#### [Activity]
Going down the listing below, print exactly each line from the one with "Where can you see the red curtain?" up to and including the one with "Where can you see the palm", and skip the rest.

#### [Given entries]
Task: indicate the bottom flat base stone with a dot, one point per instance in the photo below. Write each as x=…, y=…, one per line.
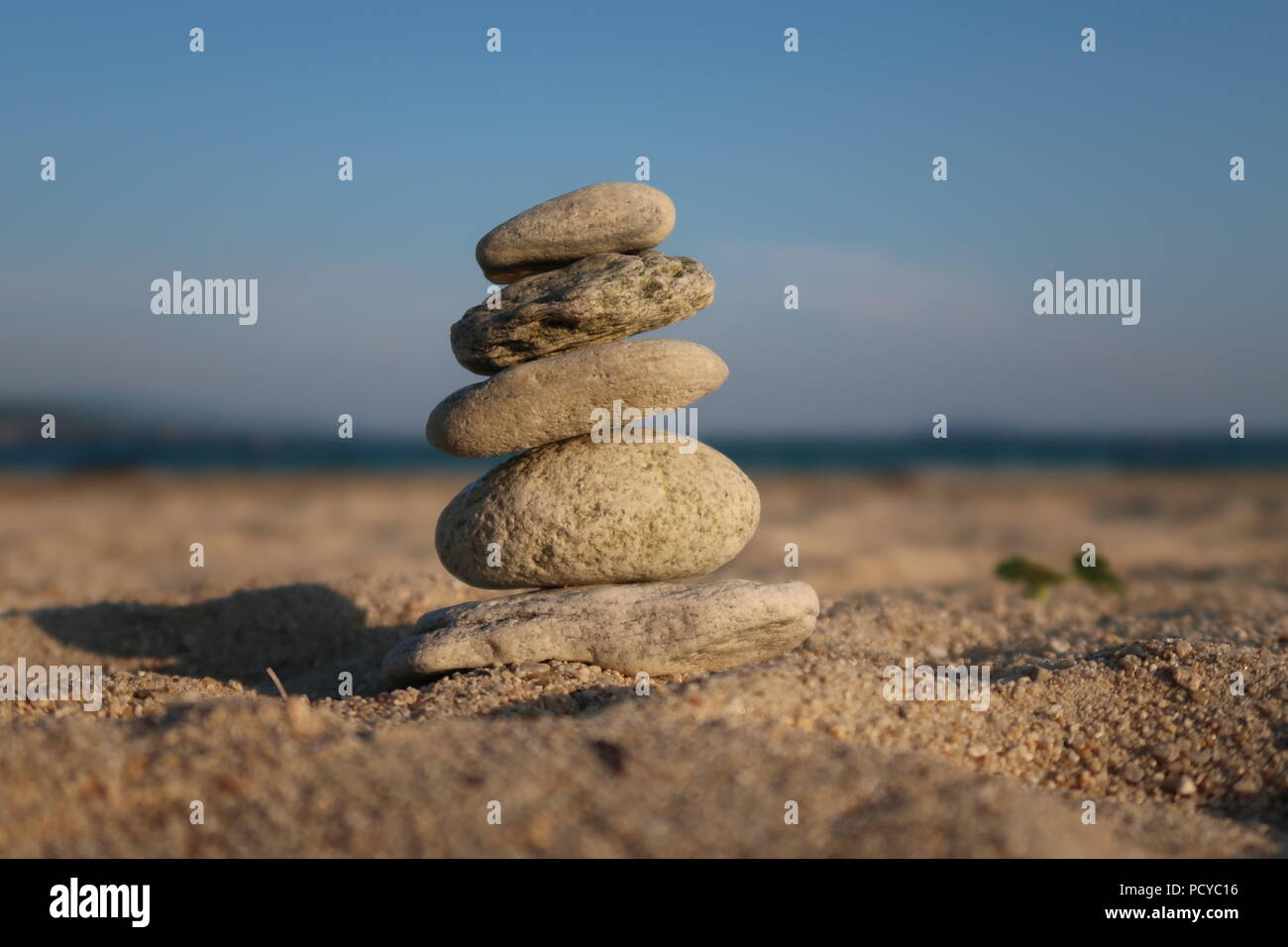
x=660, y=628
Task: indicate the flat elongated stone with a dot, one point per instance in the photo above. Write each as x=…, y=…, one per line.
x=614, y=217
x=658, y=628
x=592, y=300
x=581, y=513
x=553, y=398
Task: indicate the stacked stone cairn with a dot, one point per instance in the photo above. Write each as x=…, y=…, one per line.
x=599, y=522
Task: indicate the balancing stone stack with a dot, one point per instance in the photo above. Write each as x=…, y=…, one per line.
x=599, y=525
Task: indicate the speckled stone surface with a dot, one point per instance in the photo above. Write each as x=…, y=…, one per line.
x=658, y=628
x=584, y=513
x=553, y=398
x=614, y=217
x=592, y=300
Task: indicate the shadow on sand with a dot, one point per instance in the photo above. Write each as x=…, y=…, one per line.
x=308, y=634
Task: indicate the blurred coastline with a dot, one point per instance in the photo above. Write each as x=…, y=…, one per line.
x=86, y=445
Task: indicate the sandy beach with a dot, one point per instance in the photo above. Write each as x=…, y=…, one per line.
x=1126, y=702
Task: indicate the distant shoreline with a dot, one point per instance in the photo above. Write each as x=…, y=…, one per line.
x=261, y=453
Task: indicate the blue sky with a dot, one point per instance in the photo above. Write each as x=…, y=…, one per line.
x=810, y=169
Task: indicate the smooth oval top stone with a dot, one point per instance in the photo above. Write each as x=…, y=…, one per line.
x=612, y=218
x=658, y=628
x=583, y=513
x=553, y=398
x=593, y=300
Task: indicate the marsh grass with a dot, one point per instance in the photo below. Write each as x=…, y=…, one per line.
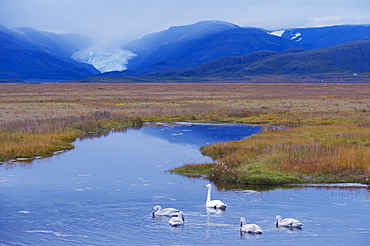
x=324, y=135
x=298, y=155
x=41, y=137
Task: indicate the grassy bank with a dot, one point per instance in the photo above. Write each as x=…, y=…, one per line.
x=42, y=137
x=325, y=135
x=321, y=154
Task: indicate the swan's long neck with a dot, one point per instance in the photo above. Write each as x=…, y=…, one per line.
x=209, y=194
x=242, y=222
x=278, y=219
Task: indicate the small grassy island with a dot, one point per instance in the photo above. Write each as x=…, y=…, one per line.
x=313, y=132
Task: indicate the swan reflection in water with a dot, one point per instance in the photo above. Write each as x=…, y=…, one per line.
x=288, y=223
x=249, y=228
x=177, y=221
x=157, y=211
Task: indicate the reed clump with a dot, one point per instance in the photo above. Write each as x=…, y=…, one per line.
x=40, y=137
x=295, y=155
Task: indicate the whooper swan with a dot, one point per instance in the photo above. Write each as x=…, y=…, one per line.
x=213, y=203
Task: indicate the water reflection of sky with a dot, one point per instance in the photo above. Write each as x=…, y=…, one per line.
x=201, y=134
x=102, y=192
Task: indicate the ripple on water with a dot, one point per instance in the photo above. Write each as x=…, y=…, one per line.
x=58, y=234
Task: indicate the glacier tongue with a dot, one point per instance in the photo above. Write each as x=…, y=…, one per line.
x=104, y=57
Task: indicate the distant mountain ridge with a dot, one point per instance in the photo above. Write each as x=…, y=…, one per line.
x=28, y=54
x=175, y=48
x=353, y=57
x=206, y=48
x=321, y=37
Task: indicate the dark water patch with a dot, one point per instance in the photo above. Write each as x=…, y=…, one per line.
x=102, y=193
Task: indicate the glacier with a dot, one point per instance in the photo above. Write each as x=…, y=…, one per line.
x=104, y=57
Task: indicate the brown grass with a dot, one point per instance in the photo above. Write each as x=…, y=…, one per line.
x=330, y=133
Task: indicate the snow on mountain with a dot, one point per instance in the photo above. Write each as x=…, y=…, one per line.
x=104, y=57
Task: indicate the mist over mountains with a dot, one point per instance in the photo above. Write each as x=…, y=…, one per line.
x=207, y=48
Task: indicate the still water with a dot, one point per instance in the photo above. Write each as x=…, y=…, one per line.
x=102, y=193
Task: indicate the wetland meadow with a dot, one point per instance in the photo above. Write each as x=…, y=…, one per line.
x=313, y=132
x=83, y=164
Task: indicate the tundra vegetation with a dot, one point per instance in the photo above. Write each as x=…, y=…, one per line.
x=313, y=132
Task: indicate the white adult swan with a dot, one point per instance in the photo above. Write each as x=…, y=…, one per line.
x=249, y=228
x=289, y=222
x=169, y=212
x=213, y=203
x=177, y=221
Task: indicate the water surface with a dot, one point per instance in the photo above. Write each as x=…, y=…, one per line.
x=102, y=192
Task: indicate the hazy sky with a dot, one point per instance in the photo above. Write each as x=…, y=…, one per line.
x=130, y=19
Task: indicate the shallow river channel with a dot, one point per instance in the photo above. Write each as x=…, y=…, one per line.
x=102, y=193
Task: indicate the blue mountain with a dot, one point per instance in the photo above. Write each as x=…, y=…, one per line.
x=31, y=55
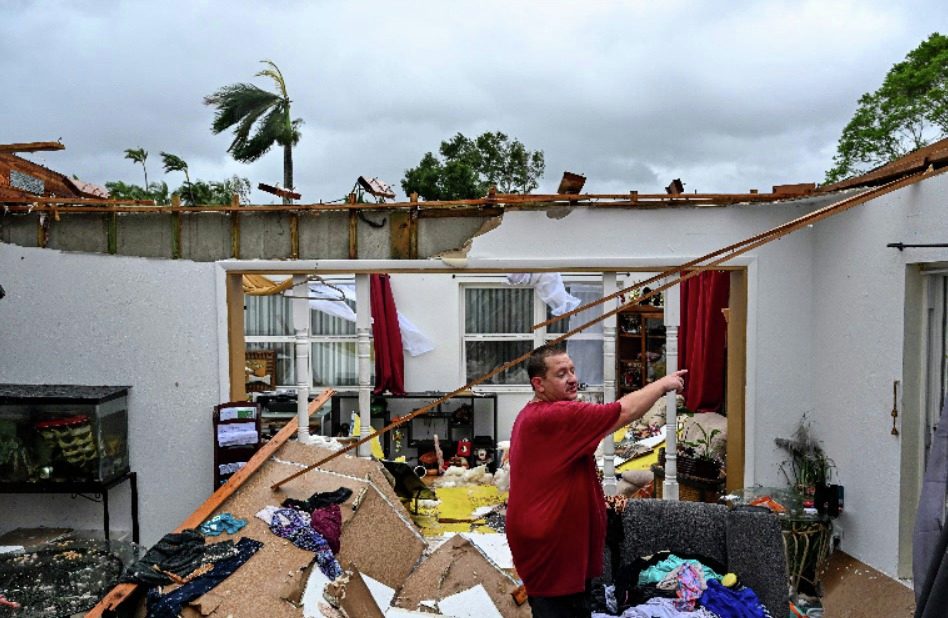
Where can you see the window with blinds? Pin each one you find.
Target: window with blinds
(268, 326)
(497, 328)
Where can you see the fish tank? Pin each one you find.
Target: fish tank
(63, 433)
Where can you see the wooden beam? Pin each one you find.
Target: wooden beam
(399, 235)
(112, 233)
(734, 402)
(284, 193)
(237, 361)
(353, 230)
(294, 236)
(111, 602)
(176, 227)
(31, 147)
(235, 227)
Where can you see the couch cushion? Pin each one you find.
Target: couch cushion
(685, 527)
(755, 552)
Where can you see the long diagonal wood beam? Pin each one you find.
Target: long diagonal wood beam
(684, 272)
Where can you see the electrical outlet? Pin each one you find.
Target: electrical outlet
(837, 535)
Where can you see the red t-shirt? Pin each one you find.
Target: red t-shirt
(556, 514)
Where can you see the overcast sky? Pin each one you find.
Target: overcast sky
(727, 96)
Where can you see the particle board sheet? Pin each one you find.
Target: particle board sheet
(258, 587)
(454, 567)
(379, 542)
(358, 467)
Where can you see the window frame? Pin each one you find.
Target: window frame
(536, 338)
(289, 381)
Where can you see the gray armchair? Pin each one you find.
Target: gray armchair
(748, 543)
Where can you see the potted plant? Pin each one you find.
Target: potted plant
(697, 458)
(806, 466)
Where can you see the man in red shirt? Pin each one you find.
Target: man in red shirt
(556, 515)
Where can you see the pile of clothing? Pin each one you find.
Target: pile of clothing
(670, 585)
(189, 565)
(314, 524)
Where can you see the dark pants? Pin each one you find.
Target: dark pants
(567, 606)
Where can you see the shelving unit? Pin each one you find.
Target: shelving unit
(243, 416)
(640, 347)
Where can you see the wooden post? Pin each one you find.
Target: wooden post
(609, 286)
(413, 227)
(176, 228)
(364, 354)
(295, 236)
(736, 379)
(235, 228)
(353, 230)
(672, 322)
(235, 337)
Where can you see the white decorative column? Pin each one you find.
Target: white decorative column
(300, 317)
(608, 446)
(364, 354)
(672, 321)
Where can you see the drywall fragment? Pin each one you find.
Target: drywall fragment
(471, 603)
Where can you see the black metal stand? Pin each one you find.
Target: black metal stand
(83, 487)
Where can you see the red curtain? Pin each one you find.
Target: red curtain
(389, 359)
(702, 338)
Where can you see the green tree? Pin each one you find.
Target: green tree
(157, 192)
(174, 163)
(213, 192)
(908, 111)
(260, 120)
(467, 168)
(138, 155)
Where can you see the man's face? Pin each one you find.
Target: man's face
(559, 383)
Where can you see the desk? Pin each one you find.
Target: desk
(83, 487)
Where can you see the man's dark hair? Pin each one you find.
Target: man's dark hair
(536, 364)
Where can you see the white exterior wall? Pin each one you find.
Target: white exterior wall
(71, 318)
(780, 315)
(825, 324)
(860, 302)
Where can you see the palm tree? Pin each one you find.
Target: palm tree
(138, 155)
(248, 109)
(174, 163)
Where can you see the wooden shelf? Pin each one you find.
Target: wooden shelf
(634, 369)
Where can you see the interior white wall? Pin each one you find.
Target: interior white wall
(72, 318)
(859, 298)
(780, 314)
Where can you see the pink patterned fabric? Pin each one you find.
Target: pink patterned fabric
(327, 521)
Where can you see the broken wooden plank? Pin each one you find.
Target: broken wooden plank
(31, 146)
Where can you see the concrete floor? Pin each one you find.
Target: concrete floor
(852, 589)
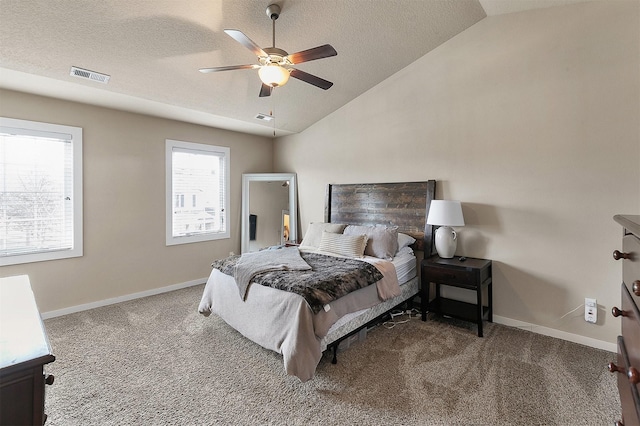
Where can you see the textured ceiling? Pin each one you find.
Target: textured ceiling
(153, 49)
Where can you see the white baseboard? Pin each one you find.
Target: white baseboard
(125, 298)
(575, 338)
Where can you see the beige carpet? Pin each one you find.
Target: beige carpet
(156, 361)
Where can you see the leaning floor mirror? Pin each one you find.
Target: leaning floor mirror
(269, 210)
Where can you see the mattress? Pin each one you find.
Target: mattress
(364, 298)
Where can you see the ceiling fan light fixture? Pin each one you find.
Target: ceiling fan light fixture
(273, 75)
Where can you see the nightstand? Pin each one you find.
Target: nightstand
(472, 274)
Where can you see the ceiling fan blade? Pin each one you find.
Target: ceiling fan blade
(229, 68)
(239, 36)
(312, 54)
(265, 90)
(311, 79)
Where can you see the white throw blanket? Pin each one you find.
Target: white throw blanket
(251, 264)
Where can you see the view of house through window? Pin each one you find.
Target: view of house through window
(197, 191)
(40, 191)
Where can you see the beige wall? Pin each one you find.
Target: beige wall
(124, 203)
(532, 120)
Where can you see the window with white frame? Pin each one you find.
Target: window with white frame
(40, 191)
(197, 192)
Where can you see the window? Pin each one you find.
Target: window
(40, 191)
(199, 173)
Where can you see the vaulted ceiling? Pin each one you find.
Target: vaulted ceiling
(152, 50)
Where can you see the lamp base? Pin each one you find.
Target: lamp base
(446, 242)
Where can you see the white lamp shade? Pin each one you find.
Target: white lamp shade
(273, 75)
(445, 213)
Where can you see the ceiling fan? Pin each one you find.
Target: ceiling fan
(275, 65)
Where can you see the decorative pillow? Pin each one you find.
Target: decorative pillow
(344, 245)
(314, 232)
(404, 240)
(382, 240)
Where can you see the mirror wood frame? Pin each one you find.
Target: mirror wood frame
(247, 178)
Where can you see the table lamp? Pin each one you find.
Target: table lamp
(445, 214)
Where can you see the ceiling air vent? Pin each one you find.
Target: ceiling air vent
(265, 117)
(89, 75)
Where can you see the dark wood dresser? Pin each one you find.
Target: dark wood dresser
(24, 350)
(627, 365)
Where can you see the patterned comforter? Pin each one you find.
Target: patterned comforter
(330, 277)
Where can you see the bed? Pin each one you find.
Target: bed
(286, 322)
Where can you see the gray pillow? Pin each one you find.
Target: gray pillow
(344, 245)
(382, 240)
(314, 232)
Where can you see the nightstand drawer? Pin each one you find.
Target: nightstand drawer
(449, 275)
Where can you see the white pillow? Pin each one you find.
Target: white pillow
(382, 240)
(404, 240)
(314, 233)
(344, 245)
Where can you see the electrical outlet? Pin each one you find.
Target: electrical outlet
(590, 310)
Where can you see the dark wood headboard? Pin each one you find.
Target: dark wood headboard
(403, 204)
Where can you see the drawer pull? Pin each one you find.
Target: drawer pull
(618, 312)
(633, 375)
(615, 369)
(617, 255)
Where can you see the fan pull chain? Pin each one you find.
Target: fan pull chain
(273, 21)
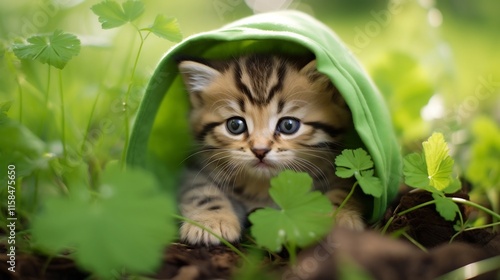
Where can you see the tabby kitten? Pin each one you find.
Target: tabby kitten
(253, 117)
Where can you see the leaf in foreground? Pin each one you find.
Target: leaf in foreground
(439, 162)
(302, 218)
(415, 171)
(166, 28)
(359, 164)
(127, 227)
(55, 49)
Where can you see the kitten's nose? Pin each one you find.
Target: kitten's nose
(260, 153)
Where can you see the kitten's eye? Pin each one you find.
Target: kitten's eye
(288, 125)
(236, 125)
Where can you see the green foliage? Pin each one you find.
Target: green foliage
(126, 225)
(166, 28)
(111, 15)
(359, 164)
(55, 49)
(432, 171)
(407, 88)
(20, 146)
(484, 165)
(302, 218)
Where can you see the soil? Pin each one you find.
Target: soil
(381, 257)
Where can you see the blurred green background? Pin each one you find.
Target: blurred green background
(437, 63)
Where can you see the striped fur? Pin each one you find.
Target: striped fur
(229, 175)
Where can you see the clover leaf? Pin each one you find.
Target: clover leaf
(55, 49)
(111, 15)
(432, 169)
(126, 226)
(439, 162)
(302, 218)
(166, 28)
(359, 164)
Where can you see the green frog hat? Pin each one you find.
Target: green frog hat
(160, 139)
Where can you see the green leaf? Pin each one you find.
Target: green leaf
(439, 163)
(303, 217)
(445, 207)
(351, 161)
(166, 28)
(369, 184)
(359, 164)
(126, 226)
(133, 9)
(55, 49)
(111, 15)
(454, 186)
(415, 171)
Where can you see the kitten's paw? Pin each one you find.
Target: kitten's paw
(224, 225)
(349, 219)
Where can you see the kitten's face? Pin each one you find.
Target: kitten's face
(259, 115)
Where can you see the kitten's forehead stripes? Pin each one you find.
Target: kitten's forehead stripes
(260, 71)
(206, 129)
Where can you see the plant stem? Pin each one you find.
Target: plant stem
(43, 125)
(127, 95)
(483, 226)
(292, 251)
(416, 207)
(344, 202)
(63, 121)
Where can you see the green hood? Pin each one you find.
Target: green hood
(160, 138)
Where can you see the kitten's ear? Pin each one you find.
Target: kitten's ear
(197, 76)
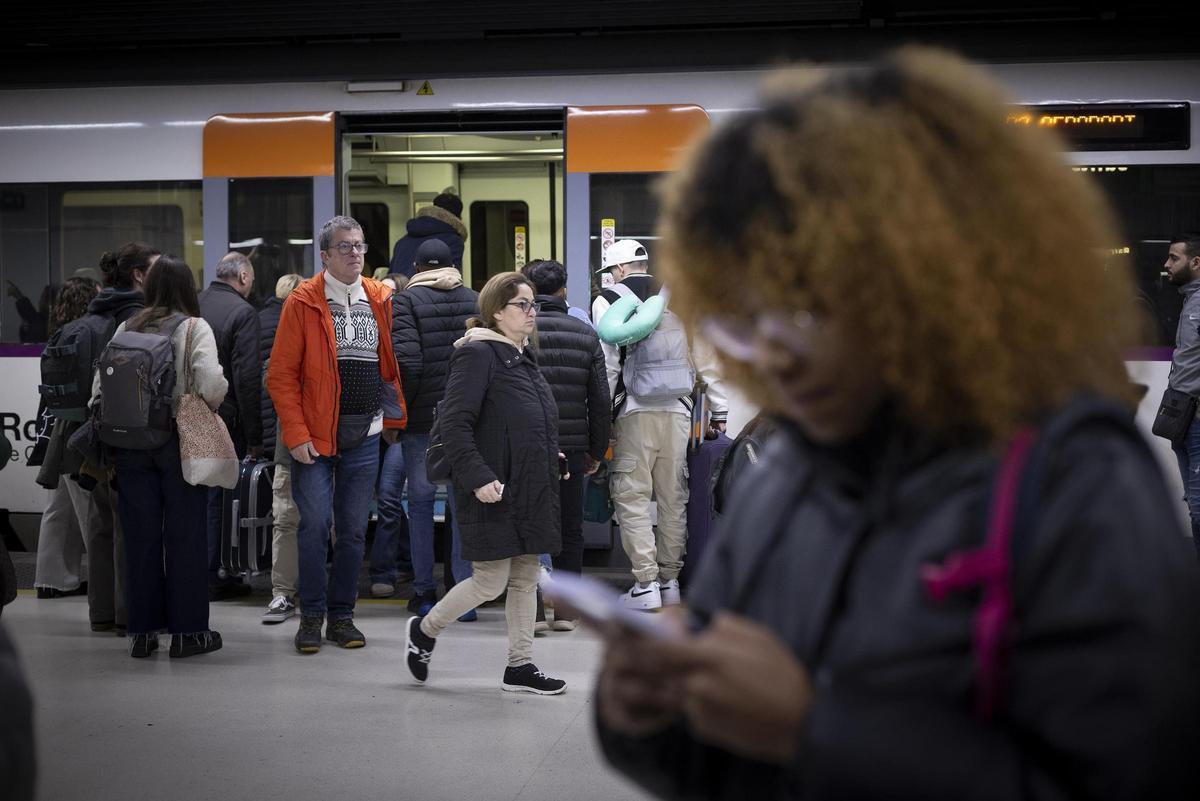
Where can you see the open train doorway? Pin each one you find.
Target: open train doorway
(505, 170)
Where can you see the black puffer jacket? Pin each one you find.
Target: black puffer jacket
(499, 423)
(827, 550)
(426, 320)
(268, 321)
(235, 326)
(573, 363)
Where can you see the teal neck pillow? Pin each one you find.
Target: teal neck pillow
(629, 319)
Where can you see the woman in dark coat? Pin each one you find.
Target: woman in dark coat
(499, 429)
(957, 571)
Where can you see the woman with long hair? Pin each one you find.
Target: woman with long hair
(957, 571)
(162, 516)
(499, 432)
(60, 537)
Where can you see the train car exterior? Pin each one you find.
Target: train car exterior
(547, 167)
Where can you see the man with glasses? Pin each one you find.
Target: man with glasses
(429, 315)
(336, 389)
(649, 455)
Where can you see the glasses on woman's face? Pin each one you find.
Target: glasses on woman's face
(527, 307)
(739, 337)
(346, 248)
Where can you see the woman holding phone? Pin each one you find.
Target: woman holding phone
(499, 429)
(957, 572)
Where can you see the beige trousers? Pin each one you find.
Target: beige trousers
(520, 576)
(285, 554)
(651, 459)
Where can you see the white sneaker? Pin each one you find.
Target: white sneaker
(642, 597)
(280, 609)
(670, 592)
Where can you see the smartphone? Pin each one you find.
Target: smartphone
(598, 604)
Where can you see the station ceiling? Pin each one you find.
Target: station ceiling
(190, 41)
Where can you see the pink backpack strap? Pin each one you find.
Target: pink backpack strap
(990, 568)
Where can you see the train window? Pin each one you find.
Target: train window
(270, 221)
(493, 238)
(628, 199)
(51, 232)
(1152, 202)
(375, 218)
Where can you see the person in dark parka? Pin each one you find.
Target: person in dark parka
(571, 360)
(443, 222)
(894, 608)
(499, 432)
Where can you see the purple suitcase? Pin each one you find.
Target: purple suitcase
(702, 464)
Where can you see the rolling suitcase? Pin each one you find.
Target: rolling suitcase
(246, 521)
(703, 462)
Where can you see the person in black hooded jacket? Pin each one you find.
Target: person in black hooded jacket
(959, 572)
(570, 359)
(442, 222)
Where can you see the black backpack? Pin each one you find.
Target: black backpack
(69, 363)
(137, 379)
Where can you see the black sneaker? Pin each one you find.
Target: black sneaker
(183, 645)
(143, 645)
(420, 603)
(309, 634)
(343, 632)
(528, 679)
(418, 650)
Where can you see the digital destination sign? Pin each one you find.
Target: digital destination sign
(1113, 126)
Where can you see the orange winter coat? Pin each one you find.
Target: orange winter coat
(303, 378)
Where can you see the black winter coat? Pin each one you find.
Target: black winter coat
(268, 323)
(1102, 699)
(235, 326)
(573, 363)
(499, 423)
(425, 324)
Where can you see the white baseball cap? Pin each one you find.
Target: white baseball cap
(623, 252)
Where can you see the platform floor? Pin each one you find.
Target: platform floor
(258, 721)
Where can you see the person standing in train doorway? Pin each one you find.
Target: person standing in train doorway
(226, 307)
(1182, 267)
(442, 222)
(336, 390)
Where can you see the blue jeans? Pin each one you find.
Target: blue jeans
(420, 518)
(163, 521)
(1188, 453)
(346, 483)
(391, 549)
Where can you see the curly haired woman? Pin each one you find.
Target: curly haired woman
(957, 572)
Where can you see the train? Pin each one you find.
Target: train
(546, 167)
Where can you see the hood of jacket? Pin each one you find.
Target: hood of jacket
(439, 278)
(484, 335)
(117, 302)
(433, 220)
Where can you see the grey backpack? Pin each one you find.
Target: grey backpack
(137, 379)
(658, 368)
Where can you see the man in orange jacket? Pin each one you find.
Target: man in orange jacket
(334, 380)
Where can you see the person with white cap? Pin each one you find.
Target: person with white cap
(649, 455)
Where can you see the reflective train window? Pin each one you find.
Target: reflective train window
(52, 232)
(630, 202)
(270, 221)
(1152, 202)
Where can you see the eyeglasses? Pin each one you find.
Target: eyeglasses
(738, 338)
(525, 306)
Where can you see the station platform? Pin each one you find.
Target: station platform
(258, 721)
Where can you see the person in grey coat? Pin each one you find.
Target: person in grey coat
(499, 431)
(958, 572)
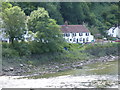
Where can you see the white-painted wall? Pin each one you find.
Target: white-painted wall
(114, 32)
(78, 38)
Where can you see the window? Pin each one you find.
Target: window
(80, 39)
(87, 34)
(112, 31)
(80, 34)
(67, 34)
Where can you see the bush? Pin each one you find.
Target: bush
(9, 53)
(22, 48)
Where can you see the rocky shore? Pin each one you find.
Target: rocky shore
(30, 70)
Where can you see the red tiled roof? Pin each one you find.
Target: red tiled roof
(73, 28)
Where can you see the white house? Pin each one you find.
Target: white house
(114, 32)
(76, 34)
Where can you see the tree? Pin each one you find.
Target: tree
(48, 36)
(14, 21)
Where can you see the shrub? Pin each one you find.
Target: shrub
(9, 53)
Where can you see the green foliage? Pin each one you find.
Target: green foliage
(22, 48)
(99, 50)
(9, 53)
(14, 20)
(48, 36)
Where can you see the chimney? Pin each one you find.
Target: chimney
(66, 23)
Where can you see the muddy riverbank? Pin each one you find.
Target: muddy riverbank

#### [Answer to the problem]
Where can you see the red curtain? Pin each one you find.
Target: red curtain
(389, 359)
(702, 338)
Where can you see the green tree? Pin each one you find.
Target: green tree
(157, 192)
(174, 163)
(213, 192)
(908, 111)
(260, 120)
(467, 168)
(138, 155)
Where can you see the man's face? Pin each one you find.
Target: man's face
(559, 383)
Where can you see the desk? Pin each one you find.
Target: desk
(83, 487)
Where can you see the man's dark hair? Pin each one you find.
Target: man's dark hair
(536, 364)
Where can you see the white exterior wall? Pin each one you find.
Target: white exterior wall
(71, 318)
(780, 315)
(825, 324)
(860, 302)
Where can you see the palm tree? Pin each one you find.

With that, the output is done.